• **Directions**: Write out each entry again. Keep every word exactly as it is.

☆ ☆ ☆ ☆ ☆ ☆ ☆

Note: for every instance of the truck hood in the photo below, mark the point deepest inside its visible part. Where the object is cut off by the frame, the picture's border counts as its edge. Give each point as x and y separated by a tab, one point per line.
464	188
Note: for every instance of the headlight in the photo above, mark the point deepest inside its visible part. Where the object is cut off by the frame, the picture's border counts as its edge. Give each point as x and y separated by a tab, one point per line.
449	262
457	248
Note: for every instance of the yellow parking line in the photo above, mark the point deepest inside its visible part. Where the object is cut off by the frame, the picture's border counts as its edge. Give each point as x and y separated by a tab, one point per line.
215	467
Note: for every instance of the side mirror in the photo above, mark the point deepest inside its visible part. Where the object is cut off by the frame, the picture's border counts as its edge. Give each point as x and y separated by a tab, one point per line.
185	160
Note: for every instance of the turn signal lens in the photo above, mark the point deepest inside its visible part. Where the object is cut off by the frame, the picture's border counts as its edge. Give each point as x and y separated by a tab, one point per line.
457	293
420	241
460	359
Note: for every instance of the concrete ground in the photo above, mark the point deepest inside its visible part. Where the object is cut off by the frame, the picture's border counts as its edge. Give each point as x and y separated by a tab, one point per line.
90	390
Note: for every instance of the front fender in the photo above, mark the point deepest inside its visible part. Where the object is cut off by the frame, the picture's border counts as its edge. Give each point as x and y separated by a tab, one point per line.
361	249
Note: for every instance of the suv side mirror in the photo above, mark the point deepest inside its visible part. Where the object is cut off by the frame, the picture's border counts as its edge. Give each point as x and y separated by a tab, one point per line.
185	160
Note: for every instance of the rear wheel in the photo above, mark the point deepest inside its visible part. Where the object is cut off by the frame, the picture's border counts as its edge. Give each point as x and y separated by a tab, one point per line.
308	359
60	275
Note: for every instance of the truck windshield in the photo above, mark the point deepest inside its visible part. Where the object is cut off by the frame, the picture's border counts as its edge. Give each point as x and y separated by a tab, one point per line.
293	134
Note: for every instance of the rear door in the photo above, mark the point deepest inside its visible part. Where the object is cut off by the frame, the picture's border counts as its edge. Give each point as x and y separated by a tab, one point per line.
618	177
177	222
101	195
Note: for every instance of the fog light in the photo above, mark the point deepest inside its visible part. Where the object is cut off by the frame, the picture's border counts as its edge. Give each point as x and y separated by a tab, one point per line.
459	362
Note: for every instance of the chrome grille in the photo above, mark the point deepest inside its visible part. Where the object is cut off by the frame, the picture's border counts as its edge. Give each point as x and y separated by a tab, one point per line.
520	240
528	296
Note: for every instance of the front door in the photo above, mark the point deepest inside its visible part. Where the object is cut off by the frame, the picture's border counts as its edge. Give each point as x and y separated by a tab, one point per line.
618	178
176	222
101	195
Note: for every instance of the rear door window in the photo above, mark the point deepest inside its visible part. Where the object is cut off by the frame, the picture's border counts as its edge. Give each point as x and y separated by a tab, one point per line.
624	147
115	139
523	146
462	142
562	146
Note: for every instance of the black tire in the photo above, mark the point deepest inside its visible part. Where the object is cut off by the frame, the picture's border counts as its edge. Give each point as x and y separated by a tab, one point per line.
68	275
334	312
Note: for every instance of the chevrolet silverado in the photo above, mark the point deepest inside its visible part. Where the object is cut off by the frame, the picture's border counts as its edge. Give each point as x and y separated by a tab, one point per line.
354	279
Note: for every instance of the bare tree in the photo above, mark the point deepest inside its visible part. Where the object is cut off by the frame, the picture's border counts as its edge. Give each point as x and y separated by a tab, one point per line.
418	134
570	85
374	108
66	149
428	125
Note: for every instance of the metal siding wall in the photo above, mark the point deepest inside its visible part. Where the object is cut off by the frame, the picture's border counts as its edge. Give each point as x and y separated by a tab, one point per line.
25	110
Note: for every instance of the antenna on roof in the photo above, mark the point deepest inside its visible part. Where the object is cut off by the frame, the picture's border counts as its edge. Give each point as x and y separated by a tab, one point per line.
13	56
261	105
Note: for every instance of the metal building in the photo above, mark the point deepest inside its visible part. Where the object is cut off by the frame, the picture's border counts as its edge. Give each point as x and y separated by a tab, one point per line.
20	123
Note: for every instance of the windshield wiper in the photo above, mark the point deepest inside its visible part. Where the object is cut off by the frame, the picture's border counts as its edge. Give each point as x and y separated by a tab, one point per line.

☆ ☆ ☆ ☆ ☆ ☆ ☆

• **Result for this exercise**:
Note: for every instance of the truck hood in the photo below, mark the point deepest inside its visible part. Where the object is cut off by the frame, the picture's border counts as its edge. Give each point as x and y separated by a tab, one point per line.
464	188
Note: for every instance of the headlight in the photo above, mark the point deepest inside its visible part. Where the object is cut off by the frame, the picture's border counts as its edge. Give each point as x and y separated by a tab, one point per line.
449	262
457	248
Note: for every instance of the yellow parking line in the photo above, mark the point deepest inside its visible part. Where the object is cut off by the frame, the picture's border counts as its edge. Give each point as x and y separated by a tab, one point per line.
215	467
Note: for every instance of the side mirror in the photo above, mark the point deepest inside its visible part. Where the object is cut off by the frame, the picture's border counts as its edge. Give each point as x and y separated by a tab, one point per line.
185	160
Note: for every instance of the turn signal lens in the photo above, mark the point deepest inside its visible part. Where the object is cut off by the frame, the picture's border counts as its edge. Give each point as x and y separated by a tab, one point per line.
457	293
420	241
460	359
Note: for every instance of the concrete ground in the photo above, mark the point deepest inside its visible part. Where the object is cut off by the frame, the picture's border counts as its edge. Give each point as x and y separated by a tab, one point per line.
90	390
Note: for every instance of the front fender in the photo above, mark the point deepest inside its visible part. Where the object is cut off by the frame, the picture's border counts as its edge. Give each point as x and y separated by a tab, one point per line.
361	249
Note: for every instance of the suv side mirror in the photo above, mark the point deepest inside its visible part. Where the object is cut off by the frame, the picture's border counts as its edge. Give each point as x and y separated by a tab, one point per line.
185	160
Note: for every instance of the rear wheel in the photo above, mark the point deepest inside its visible part. Where the object is cut off by the frame, the picture's border counts as its edge. Give each point as x and y separated by a tab, one point per line.
308	359
60	275
Note: for every instance of the truck windshield in the photo above, mark the point deepest inside its visible part. Where the object is cut off by the frame, the picture's border counts as its edge. Give each point as x and y separated by a tab, one point per line.
293	134
Note: for every instance of the rear door in the photo above, mark the point deepest inside its visible part. Where the object is cut off by the frame, the picture's border counts as its edge. Give each point as x and y separated by a tab, one point per line.
618	177
177	222
101	195
Note: for every instance of the fog light in the photo above, mark the point deepest inside its visible part. Where the object is cut off by the frame, the picture's border counts as its edge. Give each point as x and y separated by a tab, one point per line.
459	362
Note: for every instance of the chrome grille in the photo above, mark the point deepest inside its visible part. Where the object is cut off by the frame, the picture's border counts as its edge. Give each point as x and y separated by a tab, one point per line.
520	240
528	296
Note: for every instance of the front door in the photo above, mark the point deepest inside its visible part. Where the object is cut off by the frame, the picture's border counts as its edge. Give each point as x and y separated by a tab, one point per line.
618	178
176	222
101	195
Note: for every instance of the rear door window in the photo above, mark the point deepest inside its visible part. Where the object is cut off by the frame, the picture's border counts as its edge. Give each point as x and y separated by a tab, one point per line.
624	147
115	139
523	146
462	142
562	146
Note: for every instance of the black tire in the photo above, mark the point deepest inside its visible part. Where the object is cut off by the frame, the picture's border counts as its edge. Give each point as x and y separated by a tab, one point per line.
68	275
334	312
Note: for every instance of the chevrolet silverado in the photo above, mark the point deepest inside its visible part. Where the object is cut off by the frame, the picture's border counts as its edge. Give each point as x and y separated by a tab, one point per line.
354	279
Note: for every instance of the bare tree in the photo above, mark the point deepest inside its visible part. Where the object is cut off by the frame, the picture's border counts as its edge. Give each point as x and y separated by a tab, one point per line.
418	134
570	85
374	108
66	149
428	125
Note: for every instance of the metal siding wall in the photo above, mark the point deepest inside its visible part. Where the object is cut off by the frame, the picture's border counts as its edge. Give each point as x and y separated by a tab, one point per line.
25	110
Note: for every instance of the antenna on roof in the photo above, mark the point deepest inside its visible part. Where the object is cut off by the frame, the picture's border counts as its edge. Give each point as x and y separated by a tab, one point per line.
13	56
261	105
Note: for every instance of the metal building in the photo above, mark the point deepest inside its visible part. Where the object is cut off by the frame, the picture's border counts as its edge. Give each point as x and y separated by a tab, one point per line.
20	123
Note: for every instance of the windshield wiper in the photo above, mark the point deepest inside its visible part. Where the object is cut off by the frame, the picture's border counts as its edge. Give each point as x and y separated by a tab, one point per line.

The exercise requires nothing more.